• **PROBLEM STATEMENT**
Arrange every line of the entries below as a Markdown table with the columns Row and Line. Number the rows in order, and leave out the blank lines.

***** DATA IN THIS EXERCISE *****

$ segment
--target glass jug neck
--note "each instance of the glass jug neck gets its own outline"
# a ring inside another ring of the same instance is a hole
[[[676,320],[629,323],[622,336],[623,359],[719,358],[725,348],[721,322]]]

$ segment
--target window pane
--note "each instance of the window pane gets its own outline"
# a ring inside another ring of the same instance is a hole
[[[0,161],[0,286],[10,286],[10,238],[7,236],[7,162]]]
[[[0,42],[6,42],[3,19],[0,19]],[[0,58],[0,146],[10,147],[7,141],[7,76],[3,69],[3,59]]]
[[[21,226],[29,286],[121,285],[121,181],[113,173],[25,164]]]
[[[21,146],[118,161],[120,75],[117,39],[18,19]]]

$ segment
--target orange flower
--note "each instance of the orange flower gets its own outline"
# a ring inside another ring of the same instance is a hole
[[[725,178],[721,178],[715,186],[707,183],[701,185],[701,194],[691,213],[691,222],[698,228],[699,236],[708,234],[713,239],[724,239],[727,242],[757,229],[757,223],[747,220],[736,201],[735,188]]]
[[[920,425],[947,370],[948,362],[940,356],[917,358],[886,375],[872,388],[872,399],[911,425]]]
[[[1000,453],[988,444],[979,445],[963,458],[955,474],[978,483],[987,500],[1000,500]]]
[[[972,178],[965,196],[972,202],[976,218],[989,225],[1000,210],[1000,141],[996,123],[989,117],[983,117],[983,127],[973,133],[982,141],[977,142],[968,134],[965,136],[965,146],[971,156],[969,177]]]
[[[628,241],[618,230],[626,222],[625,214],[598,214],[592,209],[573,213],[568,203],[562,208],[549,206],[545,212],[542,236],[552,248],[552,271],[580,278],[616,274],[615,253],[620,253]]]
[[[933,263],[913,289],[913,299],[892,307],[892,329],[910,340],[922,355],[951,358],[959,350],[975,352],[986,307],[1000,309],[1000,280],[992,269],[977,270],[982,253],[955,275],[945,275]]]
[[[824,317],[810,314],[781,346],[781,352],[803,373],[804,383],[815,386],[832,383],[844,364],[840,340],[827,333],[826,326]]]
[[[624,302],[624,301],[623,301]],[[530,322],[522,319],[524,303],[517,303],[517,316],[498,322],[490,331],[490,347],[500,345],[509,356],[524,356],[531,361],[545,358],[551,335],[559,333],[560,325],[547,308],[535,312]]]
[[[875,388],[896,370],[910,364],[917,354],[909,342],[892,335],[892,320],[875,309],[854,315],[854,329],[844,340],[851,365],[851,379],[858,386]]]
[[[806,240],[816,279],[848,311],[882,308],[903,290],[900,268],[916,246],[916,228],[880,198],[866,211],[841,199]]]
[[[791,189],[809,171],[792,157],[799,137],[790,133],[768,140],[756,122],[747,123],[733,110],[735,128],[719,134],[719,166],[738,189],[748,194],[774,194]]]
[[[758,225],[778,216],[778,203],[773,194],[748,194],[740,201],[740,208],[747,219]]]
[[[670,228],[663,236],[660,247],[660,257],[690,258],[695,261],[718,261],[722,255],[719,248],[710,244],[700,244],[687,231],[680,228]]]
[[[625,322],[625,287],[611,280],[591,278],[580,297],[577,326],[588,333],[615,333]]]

*****

• **TASK RESPONSE**
| Row | Line |
|---|---|
| 1 | $ segment |
| 2 | --target glass jug neck |
| 3 | --note "each instance of the glass jug neck gets its own outline" |
| 4 | # a ring inside another ring of the same instance is a hole |
| 5 | [[[676,320],[629,323],[622,336],[623,359],[719,358],[725,348],[721,322]]] |
| 6 | $ segment |
| 7 | --target window pane |
| 8 | --note "each instance of the window pane gets its own outline" |
| 9 | # a ring inside another ring of the same instance is a hole |
| 10 | [[[0,161],[0,286],[10,286],[10,238],[7,236],[7,162]]] |
| 11 | [[[0,42],[6,42],[3,19],[0,19]],[[0,58],[0,146],[10,147],[7,141],[7,76],[3,69],[3,59]]] |
| 12 | [[[21,226],[29,286],[121,285],[121,181],[113,173],[25,164]]] |
| 13 | [[[21,146],[118,161],[120,75],[117,39],[18,19]]] |
| 14 | $ segment |
| 15 | --target orange flower |
| 16 | --note "each instance of the orange flower gets its own outline" |
| 17 | # a ring inside another ring of the same instance is a hole |
| 18 | [[[725,178],[721,178],[715,186],[707,183],[701,185],[701,194],[691,213],[691,222],[698,228],[699,236],[708,234],[713,239],[724,239],[727,242],[757,229],[757,223],[747,220],[736,201],[735,188]]] |
| 19 | [[[920,425],[947,370],[948,362],[940,356],[917,358],[886,375],[872,388],[872,399],[911,425]]] |
| 20 | [[[1000,453],[988,444],[979,445],[963,458],[955,474],[978,483],[987,500],[1000,500]]] |
| 21 | [[[972,178],[965,196],[972,202],[976,218],[989,225],[1000,210],[1000,141],[996,123],[989,117],[983,117],[983,127],[973,133],[982,141],[977,142],[968,134],[965,136],[965,146],[971,156],[969,177]]] |
| 22 | [[[628,241],[618,230],[626,222],[625,214],[598,214],[592,209],[573,213],[568,203],[562,208],[549,206],[545,212],[542,236],[552,248],[552,271],[580,278],[616,274],[615,253],[620,253]]] |
| 23 | [[[933,263],[913,289],[913,299],[892,307],[892,329],[910,340],[922,355],[951,358],[959,350],[975,352],[986,307],[1000,309],[1000,280],[992,269],[977,270],[982,253],[955,275],[945,275]]] |
| 24 | [[[824,317],[810,314],[781,346],[781,352],[803,373],[804,383],[815,386],[832,383],[844,364],[840,340],[827,333],[826,326]]] |
| 25 | [[[624,302],[624,301],[623,301]],[[530,322],[522,319],[524,303],[517,303],[517,316],[498,322],[490,331],[490,347],[500,345],[509,356],[524,356],[531,361],[545,358],[551,335],[559,333],[560,325],[547,308],[535,312]]] |
| 26 | [[[875,388],[896,370],[910,364],[917,354],[909,342],[892,335],[892,320],[875,309],[854,315],[854,329],[844,340],[851,365],[851,379],[858,386]]] |
| 27 | [[[806,240],[816,279],[848,311],[882,308],[903,290],[900,268],[916,246],[916,228],[880,198],[866,211],[841,199]]] |
| 28 | [[[791,189],[809,171],[792,157],[799,137],[790,133],[768,140],[756,122],[747,123],[733,110],[735,128],[719,134],[719,166],[738,189],[748,194],[774,194]]] |
| 29 | [[[758,225],[778,216],[778,203],[773,194],[748,194],[740,201],[740,208],[747,219]]] |
| 30 | [[[670,228],[663,236],[660,247],[660,257],[690,258],[695,261],[718,261],[722,255],[719,248],[710,244],[700,244],[687,231],[680,228]]] |
| 31 | [[[625,322],[625,287],[611,280],[591,278],[580,297],[577,326],[588,333],[615,333]]] |